::: INPUT FOR THIS TASK :::

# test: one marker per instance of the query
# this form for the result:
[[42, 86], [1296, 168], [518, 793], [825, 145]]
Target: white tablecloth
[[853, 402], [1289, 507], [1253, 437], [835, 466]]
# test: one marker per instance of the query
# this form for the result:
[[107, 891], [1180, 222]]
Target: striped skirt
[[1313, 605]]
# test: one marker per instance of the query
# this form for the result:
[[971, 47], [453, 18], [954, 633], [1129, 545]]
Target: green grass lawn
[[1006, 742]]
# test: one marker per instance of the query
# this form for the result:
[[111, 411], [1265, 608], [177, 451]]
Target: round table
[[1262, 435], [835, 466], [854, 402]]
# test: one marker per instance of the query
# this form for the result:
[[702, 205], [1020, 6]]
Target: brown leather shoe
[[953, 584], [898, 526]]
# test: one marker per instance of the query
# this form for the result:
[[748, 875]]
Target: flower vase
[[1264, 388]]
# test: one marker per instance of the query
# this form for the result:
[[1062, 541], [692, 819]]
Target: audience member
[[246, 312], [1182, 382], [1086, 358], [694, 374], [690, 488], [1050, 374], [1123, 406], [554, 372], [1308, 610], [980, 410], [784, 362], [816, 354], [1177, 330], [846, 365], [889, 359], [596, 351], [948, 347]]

:::

Pick out every line above that contains the word "Target", matching its capitalization exactly.

Target: white tablecloth
Target: striped skirt
Target: green grass lawn
Target: round table
Target: brown leather shoe
Target: flower vase
Target: audience member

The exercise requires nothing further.